*Task description*:
Recast the records below as a Markdown table with two columns, Row and Record Line. Give each nonblank line its own row, numbered in order.

*Entries*:
****

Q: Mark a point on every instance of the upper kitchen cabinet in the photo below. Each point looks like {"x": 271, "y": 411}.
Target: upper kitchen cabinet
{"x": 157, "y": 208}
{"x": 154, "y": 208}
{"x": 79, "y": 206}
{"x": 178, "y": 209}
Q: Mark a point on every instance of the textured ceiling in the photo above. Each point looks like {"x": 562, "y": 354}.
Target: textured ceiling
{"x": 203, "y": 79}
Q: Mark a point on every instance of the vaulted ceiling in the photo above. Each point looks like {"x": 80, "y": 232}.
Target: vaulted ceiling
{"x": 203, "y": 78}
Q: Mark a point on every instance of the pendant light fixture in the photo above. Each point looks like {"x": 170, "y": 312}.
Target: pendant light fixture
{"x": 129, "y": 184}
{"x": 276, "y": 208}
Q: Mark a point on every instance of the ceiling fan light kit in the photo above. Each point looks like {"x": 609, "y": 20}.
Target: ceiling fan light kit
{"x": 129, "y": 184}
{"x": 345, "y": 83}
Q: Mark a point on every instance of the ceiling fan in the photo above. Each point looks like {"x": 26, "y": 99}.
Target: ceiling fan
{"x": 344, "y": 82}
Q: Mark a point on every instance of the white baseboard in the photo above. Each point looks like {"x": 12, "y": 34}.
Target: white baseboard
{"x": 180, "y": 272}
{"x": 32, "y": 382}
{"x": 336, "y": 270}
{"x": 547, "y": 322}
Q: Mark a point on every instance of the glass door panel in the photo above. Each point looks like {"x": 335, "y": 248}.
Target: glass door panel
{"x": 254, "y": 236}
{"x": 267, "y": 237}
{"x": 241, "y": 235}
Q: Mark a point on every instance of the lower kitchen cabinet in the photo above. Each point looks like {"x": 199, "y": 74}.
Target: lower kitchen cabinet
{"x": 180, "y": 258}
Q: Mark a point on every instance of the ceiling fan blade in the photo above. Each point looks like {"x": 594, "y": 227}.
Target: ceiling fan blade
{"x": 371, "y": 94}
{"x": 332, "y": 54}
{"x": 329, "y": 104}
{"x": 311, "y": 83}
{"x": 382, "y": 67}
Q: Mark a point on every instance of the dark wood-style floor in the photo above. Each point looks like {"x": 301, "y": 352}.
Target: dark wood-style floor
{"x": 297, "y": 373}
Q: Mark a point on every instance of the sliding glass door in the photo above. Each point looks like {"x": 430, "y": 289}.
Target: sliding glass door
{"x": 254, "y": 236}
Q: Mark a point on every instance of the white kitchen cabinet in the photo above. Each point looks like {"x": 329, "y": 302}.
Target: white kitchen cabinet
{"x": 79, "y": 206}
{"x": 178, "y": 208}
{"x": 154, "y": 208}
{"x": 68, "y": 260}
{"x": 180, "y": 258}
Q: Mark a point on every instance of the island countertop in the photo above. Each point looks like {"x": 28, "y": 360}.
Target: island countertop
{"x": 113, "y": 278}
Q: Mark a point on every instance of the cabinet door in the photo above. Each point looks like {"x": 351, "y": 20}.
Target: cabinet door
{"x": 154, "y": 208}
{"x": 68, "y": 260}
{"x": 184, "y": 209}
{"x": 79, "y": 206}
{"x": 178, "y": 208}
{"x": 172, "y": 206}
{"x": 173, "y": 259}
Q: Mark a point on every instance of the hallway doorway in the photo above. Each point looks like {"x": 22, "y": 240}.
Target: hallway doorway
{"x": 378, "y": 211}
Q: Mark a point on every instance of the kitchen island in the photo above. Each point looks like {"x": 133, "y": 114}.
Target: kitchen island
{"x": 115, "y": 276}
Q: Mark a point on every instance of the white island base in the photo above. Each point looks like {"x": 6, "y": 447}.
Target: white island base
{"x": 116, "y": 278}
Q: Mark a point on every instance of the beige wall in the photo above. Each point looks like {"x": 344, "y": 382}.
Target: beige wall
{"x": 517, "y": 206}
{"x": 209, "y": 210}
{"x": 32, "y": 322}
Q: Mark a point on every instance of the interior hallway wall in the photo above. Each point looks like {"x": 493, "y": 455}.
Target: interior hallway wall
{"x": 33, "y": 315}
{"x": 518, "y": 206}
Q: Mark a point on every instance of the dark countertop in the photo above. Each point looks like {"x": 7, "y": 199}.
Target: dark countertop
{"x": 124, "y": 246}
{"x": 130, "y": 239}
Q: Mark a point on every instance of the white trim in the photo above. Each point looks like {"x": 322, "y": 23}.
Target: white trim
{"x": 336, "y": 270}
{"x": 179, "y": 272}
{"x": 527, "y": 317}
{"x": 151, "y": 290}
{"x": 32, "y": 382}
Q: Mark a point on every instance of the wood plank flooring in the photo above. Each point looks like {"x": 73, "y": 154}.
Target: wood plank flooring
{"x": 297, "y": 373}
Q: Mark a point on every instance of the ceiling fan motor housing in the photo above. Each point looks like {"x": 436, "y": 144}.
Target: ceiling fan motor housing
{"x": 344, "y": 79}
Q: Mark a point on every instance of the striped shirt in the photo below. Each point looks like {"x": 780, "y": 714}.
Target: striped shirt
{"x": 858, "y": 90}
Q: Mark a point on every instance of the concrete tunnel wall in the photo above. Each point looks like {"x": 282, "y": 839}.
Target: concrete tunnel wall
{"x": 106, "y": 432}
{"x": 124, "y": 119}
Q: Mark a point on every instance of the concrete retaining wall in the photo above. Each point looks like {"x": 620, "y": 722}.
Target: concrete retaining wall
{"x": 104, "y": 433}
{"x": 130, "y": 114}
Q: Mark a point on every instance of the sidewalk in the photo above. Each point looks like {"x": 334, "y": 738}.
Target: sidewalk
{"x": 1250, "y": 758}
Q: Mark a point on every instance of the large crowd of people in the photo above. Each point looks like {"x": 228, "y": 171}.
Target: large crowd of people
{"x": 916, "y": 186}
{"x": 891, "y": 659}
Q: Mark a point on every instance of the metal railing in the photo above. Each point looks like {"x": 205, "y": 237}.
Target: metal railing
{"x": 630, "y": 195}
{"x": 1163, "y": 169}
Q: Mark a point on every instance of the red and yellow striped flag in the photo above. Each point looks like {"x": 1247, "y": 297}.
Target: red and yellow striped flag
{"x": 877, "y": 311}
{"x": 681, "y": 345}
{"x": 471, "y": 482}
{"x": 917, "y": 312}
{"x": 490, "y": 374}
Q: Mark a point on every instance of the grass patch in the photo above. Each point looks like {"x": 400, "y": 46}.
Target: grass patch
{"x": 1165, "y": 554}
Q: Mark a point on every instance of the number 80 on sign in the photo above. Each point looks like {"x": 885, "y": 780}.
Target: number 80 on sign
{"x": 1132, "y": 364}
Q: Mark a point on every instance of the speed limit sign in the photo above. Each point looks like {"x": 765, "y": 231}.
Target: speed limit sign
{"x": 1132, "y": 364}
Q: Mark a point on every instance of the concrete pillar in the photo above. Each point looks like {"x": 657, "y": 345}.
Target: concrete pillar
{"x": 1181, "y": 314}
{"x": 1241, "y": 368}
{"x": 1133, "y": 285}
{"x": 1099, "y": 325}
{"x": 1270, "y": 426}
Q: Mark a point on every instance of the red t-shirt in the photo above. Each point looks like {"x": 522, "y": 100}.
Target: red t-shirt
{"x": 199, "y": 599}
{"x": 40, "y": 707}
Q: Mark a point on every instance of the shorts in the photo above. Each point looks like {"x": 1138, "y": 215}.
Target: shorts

****

*Exercise answer*:
| Row | Record Line |
|---|---|
| 1 | Q: Mark a point on every instance of the upper kitchen cabinet in the photo below. Each point looks like {"x": 271, "y": 411}. |
| 2 | Target: upper kitchen cabinet |
| 3 | {"x": 157, "y": 208} |
| 4 | {"x": 154, "y": 208} |
| 5 | {"x": 79, "y": 206} |
| 6 | {"x": 178, "y": 209} |
| 7 | Q: Mark a point on every instance of the textured ceiling in the photo above. Each point looks like {"x": 562, "y": 354}. |
| 8 | Target: textured ceiling |
| 9 | {"x": 203, "y": 79} |
| 10 | Q: Mark a point on every instance of the vaulted ceiling in the photo above. Each point looks like {"x": 80, "y": 232}. |
| 11 | Target: vaulted ceiling |
| 12 | {"x": 203, "y": 78} |
| 13 | Q: Mark a point on every instance of the pendant light fixture in the photo above. Each point looks like {"x": 170, "y": 312}. |
| 14 | Target: pendant light fixture |
| 15 | {"x": 129, "y": 184} |
| 16 | {"x": 276, "y": 208} |
| 17 | Q: Mark a point on every instance of the ceiling fan light kit in the photo above. Each point looks like {"x": 609, "y": 20}. |
| 18 | Target: ceiling fan light kit |
| 19 | {"x": 129, "y": 184} |
| 20 | {"x": 345, "y": 83} |
| 21 | Q: Mark a point on every instance of the ceiling fan in the photo above. Each point looks like {"x": 26, "y": 99}. |
| 22 | Target: ceiling fan |
| 23 | {"x": 344, "y": 82} |
| 24 | Q: Mark a point on every instance of the white baseboard in the photo above. Each point looks like {"x": 12, "y": 34}. |
| 25 | Target: white baseboard |
| 26 | {"x": 180, "y": 272} |
| 27 | {"x": 32, "y": 382} |
| 28 | {"x": 336, "y": 270} |
| 29 | {"x": 547, "y": 322} |
| 30 | Q: Mark a point on every instance of the glass door panel in the photo above. Each point looks like {"x": 335, "y": 248}. |
| 31 | Target: glass door panel |
| 32 | {"x": 254, "y": 236} |
| 33 | {"x": 267, "y": 237} |
| 34 | {"x": 241, "y": 235} |
| 35 | Q: Mark a point on every instance of the lower kitchen cabinet in the photo above. Each point looks like {"x": 199, "y": 74}. |
| 36 | Target: lower kitchen cabinet |
| 37 | {"x": 180, "y": 258} |
| 38 | Q: Mark a point on every instance of the ceiling fan blade in the photo above. Each point looks like {"x": 594, "y": 227}. |
| 39 | Target: ceiling fan blade |
| 40 | {"x": 371, "y": 94} |
| 41 | {"x": 332, "y": 54} |
| 42 | {"x": 329, "y": 104} |
| 43 | {"x": 311, "y": 83} |
| 44 | {"x": 382, "y": 67} |
| 45 | Q: Mark a point on every instance of the dark wood-style floor in the photo above. Each point looks like {"x": 301, "y": 352}. |
| 46 | Target: dark wood-style floor |
| 47 | {"x": 297, "y": 373} |
| 48 | Q: Mark a point on every instance of the sliding glass door in the photo above. Each point looks like {"x": 430, "y": 289}. |
| 49 | Target: sliding glass door |
| 50 | {"x": 254, "y": 236} |
| 51 | Q: Mark a point on every instance of the white kitchen cabinet in the photo above. Each point looks like {"x": 329, "y": 302}. |
| 52 | Target: white kitchen cabinet |
| 53 | {"x": 79, "y": 206} |
| 54 | {"x": 178, "y": 208} |
| 55 | {"x": 154, "y": 208} |
| 56 | {"x": 68, "y": 260} |
| 57 | {"x": 180, "y": 258} |
| 58 | Q: Mark a point on every instance of the island countertop in the photo above. Each point looks like {"x": 28, "y": 360}. |
| 59 | Target: island countertop |
| 60 | {"x": 113, "y": 278} |
| 61 | Q: Mark a point on every instance of the cabinet door in the photo above. Each point looks like {"x": 351, "y": 20}. |
| 62 | Target: cabinet door |
| 63 | {"x": 154, "y": 208} |
| 64 | {"x": 68, "y": 260} |
| 65 | {"x": 184, "y": 209} |
| 66 | {"x": 79, "y": 206} |
| 67 | {"x": 178, "y": 208} |
| 68 | {"x": 172, "y": 206} |
| 69 | {"x": 173, "y": 259} |
| 70 | Q: Mark a point on every instance of the hallway doorway in the photo above. Each point looks like {"x": 22, "y": 240}. |
| 71 | Target: hallway doorway |
| 72 | {"x": 378, "y": 211} |
| 73 | Q: Mark a point on every instance of the kitchen island in the photo above. Each point looks like {"x": 133, "y": 114}. |
| 74 | Target: kitchen island |
| 75 | {"x": 115, "y": 276} |
| 76 | Q: Mark a point on every instance of the white island base in the photo above. Each point looks like {"x": 6, "y": 447}. |
| 77 | Target: white island base |
| 78 | {"x": 116, "y": 278} |
| 79 | Q: Mark a point on every instance of the beige wall in the photo above. Each point looks like {"x": 344, "y": 382}. |
| 80 | Target: beige wall |
| 81 | {"x": 517, "y": 206} |
| 82 | {"x": 209, "y": 210} |
| 83 | {"x": 32, "y": 322} |
| 84 | Q: Mark a point on every instance of the interior hallway wall in the photo above. Each point looks like {"x": 493, "y": 455}. |
| 85 | Target: interior hallway wall |
| 86 | {"x": 33, "y": 315} |
| 87 | {"x": 518, "y": 206} |
| 88 | Q: Mark a point on every instance of the dark countertop in the photo above. Each point looks like {"x": 7, "y": 199}. |
| 89 | Target: dark countertop |
| 90 | {"x": 124, "y": 246} |
| 91 | {"x": 130, "y": 239} |
| 92 | Q: Mark a point on every instance of the white trim in the photo above. Each point looks like {"x": 322, "y": 23}. |
| 93 | Target: white trim |
| 94 | {"x": 336, "y": 270} |
| 95 | {"x": 179, "y": 272} |
| 96 | {"x": 527, "y": 317} |
| 97 | {"x": 151, "y": 290} |
| 98 | {"x": 32, "y": 382} |
| 99 | Q: Mark a point on every instance of the wood plank flooring in the photo above. Each point looks like {"x": 73, "y": 154}. |
| 100 | Target: wood plank flooring |
| 101 | {"x": 297, "y": 373} |
| 102 | Q: Mark a point on every instance of the ceiling fan motor housing in the photo above. Each point looks like {"x": 436, "y": 144}. |
| 103 | Target: ceiling fan motor housing |
| 104 | {"x": 344, "y": 79} |
| 105 | Q: Mark a point on every instance of the striped shirt in the photo below. Each point looks like {"x": 780, "y": 714}. |
| 106 | Target: striped shirt |
| 107 | {"x": 858, "y": 90} |
| 108 | Q: Mark a point on every instance of the concrete tunnel wall in the photo above. Each point looks like {"x": 282, "y": 839}. |
| 109 | Target: concrete tunnel wall |
| 110 | {"x": 106, "y": 432} |
| 111 | {"x": 124, "y": 119} |
| 112 | Q: Mark a point on every instance of the concrete retaining wall in the photo above. Each point looks like {"x": 620, "y": 722}. |
| 113 | Target: concrete retaining wall |
| 114 | {"x": 104, "y": 433} |
| 115 | {"x": 130, "y": 114} |
| 116 | Q: Mark a point on every instance of the sidewalk in the photo above. Each point looks like {"x": 334, "y": 738}. |
| 117 | Target: sidewalk |
| 118 | {"x": 1250, "y": 758} |
| 119 | Q: Mark a point on every instance of the large crowd of people in the photo above. Each point looks like {"x": 228, "y": 171}. |
| 120 | Target: large crowd of people |
| 121 | {"x": 916, "y": 186} |
| 122 | {"x": 891, "y": 659} |
| 123 | Q: Mark a point on every instance of the metal railing in the photo above. Each point looks like {"x": 205, "y": 237}. |
| 124 | Target: metal railing |
| 125 | {"x": 630, "y": 195} |
| 126 | {"x": 1163, "y": 169} |
| 127 | Q: Mark a point on every instance of the red and yellow striped flag in the photo above. Each point looks like {"x": 1247, "y": 297}. |
| 128 | Target: red and yellow striped flag |
| 129 | {"x": 877, "y": 311} |
| 130 | {"x": 681, "y": 345} |
| 131 | {"x": 471, "y": 482} |
| 132 | {"x": 917, "y": 312} |
| 133 | {"x": 490, "y": 374} |
| 134 | Q: Mark a point on every instance of the grass patch in the photo above. Each point looks like {"x": 400, "y": 46}. |
| 135 | Target: grass patch |
| 136 | {"x": 1165, "y": 554} |
| 137 | Q: Mark a point on every instance of the number 80 on sign in the photo above. Each point looks like {"x": 885, "y": 780}. |
| 138 | Target: number 80 on sign |
| 139 | {"x": 1132, "y": 364} |
| 140 | Q: Mark a point on every instance of the speed limit sign in the photo above. Each point looks like {"x": 765, "y": 231}. |
| 141 | Target: speed limit sign |
| 142 | {"x": 1132, "y": 364} |
| 143 | Q: Mark a point on every instance of the concrete pillar in the photo above. Each point looks like {"x": 657, "y": 345}. |
| 144 | Target: concrete pillar |
| 145 | {"x": 1181, "y": 314} |
| 146 | {"x": 1241, "y": 368} |
| 147 | {"x": 1133, "y": 285} |
| 148 | {"x": 1099, "y": 325} |
| 149 | {"x": 1270, "y": 426} |
| 150 | Q: Mark a point on every instance of the red t-shirt in the photo above. Each point looks like {"x": 522, "y": 100}. |
| 151 | Target: red t-shirt |
| 152 | {"x": 199, "y": 599} |
| 153 | {"x": 40, "y": 707} |
| 154 | Q: Mark a point on every instance of the shorts in the photo above. Each point looks like {"x": 1138, "y": 215}. |
| 155 | Target: shorts |